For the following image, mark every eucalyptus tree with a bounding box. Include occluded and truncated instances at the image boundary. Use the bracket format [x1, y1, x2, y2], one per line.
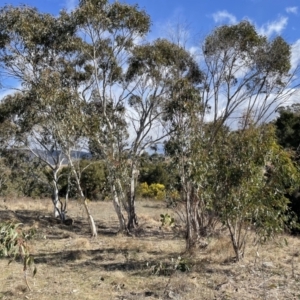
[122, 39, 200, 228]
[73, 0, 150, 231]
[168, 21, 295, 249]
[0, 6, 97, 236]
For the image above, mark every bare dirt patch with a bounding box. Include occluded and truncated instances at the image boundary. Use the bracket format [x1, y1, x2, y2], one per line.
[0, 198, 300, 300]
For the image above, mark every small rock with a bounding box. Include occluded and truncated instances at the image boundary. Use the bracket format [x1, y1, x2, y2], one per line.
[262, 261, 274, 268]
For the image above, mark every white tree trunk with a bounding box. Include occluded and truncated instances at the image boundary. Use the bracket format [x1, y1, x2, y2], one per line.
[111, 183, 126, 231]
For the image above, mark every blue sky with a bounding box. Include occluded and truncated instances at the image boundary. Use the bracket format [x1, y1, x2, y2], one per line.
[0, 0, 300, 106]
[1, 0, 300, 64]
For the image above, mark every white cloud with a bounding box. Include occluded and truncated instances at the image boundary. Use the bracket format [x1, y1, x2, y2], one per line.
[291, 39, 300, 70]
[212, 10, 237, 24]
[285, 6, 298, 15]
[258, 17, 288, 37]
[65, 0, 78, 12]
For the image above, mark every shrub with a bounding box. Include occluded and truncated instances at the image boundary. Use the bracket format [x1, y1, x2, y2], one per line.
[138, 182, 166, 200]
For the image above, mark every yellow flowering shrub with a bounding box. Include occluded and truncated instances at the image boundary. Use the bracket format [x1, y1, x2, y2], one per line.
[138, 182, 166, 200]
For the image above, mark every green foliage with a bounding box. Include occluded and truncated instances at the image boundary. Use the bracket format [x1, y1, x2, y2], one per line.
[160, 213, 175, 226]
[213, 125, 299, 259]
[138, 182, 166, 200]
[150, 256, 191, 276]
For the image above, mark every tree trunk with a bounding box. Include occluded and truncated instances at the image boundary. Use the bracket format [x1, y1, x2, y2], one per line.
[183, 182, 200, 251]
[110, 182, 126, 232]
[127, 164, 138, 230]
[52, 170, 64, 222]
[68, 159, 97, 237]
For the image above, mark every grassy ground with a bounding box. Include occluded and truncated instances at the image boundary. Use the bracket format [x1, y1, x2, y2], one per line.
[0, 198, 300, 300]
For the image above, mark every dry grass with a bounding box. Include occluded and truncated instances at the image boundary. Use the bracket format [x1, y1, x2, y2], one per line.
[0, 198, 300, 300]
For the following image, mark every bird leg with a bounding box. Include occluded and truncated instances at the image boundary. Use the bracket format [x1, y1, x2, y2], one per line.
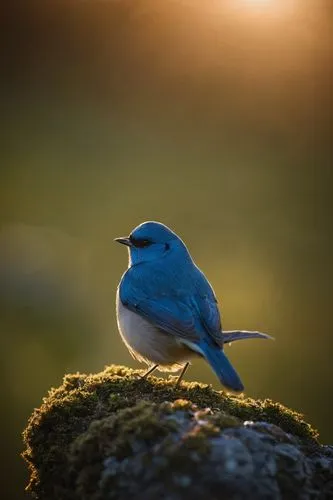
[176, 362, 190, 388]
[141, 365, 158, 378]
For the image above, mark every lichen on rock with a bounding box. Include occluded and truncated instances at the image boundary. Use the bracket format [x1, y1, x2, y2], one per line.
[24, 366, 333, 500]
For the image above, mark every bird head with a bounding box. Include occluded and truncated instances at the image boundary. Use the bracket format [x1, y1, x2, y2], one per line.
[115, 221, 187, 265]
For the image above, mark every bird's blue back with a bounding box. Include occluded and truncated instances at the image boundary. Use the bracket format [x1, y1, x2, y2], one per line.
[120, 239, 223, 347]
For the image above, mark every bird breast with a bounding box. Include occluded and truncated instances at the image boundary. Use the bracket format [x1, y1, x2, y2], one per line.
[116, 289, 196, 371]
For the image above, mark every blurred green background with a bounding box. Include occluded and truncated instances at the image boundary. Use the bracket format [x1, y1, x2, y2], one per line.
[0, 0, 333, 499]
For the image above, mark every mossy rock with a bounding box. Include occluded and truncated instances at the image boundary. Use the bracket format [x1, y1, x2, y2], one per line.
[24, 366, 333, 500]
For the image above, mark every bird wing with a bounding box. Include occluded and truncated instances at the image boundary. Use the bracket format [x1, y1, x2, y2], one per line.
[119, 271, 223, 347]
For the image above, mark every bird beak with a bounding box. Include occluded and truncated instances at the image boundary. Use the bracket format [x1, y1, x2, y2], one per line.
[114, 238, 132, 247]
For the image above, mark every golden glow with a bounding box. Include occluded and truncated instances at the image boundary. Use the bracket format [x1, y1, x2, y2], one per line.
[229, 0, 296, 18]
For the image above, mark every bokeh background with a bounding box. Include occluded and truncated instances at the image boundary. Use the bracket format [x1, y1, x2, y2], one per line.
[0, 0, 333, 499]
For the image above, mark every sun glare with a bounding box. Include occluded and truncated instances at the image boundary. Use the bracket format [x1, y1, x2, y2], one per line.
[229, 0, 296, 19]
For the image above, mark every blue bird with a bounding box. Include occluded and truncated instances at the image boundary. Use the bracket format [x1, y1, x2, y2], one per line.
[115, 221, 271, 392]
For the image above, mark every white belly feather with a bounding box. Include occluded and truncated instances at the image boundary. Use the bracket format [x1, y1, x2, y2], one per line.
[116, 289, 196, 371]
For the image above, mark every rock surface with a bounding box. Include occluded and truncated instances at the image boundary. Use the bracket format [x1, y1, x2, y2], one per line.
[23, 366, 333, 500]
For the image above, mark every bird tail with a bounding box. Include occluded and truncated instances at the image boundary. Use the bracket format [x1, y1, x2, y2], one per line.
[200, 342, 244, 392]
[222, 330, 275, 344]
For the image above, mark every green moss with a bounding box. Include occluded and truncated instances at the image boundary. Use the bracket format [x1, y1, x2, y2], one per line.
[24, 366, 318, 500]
***
**Problem statement:** Print every item above verbatim, omitting the pictures.

**The output:**
For the following image, mark every eucalyptus tree with a bounding box. Include occluded and truncated instances at the image boundary. Use the bracket format [x1, y1, x2, y2], one per line.
[122, 39, 200, 228]
[73, 0, 150, 231]
[168, 21, 295, 249]
[0, 6, 97, 236]
For the image above, mark every bare dirt patch with a bounding box. Include occluded and truncated instances at the image boundary. Use the bracket format [x1, y1, x2, y2], one per line.
[0, 198, 300, 300]
For the image above, mark every small rock with a bounding box. Include occluded and truncated instances at the image boundary. Use the bracket format [x1, y1, x2, y2], one per line.
[262, 261, 274, 268]
For the image above, mark every white tree trunk with a bounding box. Include occluded and truncated instances at the image boundary. Use the bracket format [x1, y1, x2, y2], one per line.
[111, 183, 126, 231]
For the image above, mark every blue sky with a bounding box. Include occluded and truncated instances at the image boundary. Use the bracket format [x1, y1, x2, y2], one per line.
[0, 0, 300, 106]
[1, 0, 300, 64]
For the image above, mark every white cloud with a bounding box. Include occluded and truncated instances at the image boundary. Use the bracket format [x1, y1, x2, y2], one per line.
[291, 39, 300, 70]
[212, 10, 237, 24]
[285, 6, 298, 15]
[258, 17, 288, 37]
[65, 0, 78, 12]
For the image above, mark every shrub with a bounding box. Include occluded and truncated instances at the image boundary. Use the bracket format [x1, y1, x2, y2], one per line.
[138, 182, 166, 200]
For the image above, mark every yellow flowering shrub with a bounding box. Include occluded and truncated instances at the image boundary. Use the bracket format [x1, y1, x2, y2], one per line.
[138, 182, 166, 200]
For the image above, mark every green foliage with a bounding box. Include occluded and truncated instances at the image boundary. Use the bracket format [x1, y1, x2, y2], one per line.
[160, 213, 175, 226]
[213, 125, 299, 259]
[138, 182, 166, 200]
[150, 256, 191, 276]
For the image above, mark every tree trunk with a bounding box. Include occluded and truncated instances at the image boundary. Use the bracket format [x1, y1, x2, y2], one per line.
[183, 182, 200, 251]
[110, 182, 126, 232]
[127, 164, 138, 230]
[52, 170, 64, 222]
[68, 159, 97, 237]
For the image above, mark every grassy ground with a bounding box. Include occluded and truncated instances at the image boundary. Use the bracket format [x1, y1, x2, y2], one per line.
[0, 198, 300, 300]
For the image above, mark every dry grass with a bounding box. Include occluded and truncated instances at the image boundary. Use the bracket format [x1, y1, x2, y2], one per line.
[0, 198, 300, 300]
For the following image, mark every bird leg with a bounding box. Include occluded and truncated instances at the image boundary. Use the bracket format [x1, y1, x2, y2], one per line.
[176, 362, 190, 388]
[141, 365, 158, 378]
For the image above, mark every lichen on rock with a bounding box. Include occluded and truncated instances at the image boundary. Use the bracket format [x1, y1, x2, y2], one per line.
[24, 366, 333, 500]
For the image above, mark every bird head with a bounding box. Include occluded and truncated instances at the image boundary. Use the bracket format [x1, y1, x2, y2], one per line.
[115, 221, 187, 265]
For the image above, mark every bird's blue back with a bounding box. Include occluded and truncated instances at the image boundary. Use the bracket format [x1, y1, x2, y2], one per line.
[120, 239, 223, 347]
For the image above, mark every bird breast with a bounding box. Include occluded and truncated instances at the image boundary. Use the bracket format [x1, y1, x2, y2], one per line.
[116, 289, 196, 371]
For the image above, mark every blurred green background with a bounding box. Include occluded and truncated instances at the image boundary. Use the bracket format [x1, y1, x2, y2], one per line.
[0, 0, 333, 499]
For the image above, mark every mossy rock with a bounding box. Include occluded and truncated instances at the image boundary. Use the bracket format [x1, y1, x2, y2], one per line.
[24, 366, 333, 500]
For the image above, mark every bird wing with a bounding box. Include occluded and truncated instances at the image boundary. Use the bracket format [x1, y1, x2, y2], one per line.
[119, 271, 223, 347]
For the image above, mark every bird beak with a bounding box. Include occluded and truncated instances at the image boundary. Use the bracket format [x1, y1, x2, y2], one per line.
[114, 238, 132, 247]
For the image above, mark every golden glow with a bounding box. Include occluded and truncated instances at the image boundary. Use the bracket format [x1, y1, x2, y2], one per line.
[229, 0, 296, 18]
For the image above, mark every bokeh background with a bounding box. Include occluded and truncated instances at the image boundary. Use the bracket format [x1, y1, x2, y2], one per line.
[0, 0, 333, 499]
For the image above, mark every sun glare with a bounding box. Include occluded and truncated instances at the image boundary. Use the bracket format [x1, y1, x2, y2], one per line.
[229, 0, 296, 19]
For the image above, mark every blue bird with a bounding box. Include occluded and truncated instances at the image boundary. Use the bracket format [x1, y1, x2, y2], one per line.
[115, 221, 271, 392]
For the image above, mark every white belly feather with a bounding box. Include occluded and truncated instances at the image boundary. Use the bracket format [x1, y1, x2, y2], one per line.
[116, 289, 196, 371]
For the image above, mark every rock surface with a bounding box. Include occluded and truncated instances at the image boundary. Use the bracket format [x1, y1, x2, y2], one per line.
[23, 366, 333, 500]
For the image above, mark every bird tail with a bounding box. Include occluded and truncated instances at the image boundary. Use the bracket format [x1, y1, x2, y2], one per line.
[200, 342, 244, 392]
[222, 330, 275, 344]
For the image above, mark every green moss with a bounding box. Include occluded and truncated instances at the image boundary. Use the bracket format [x1, y1, x2, y2], one per line.
[24, 366, 318, 500]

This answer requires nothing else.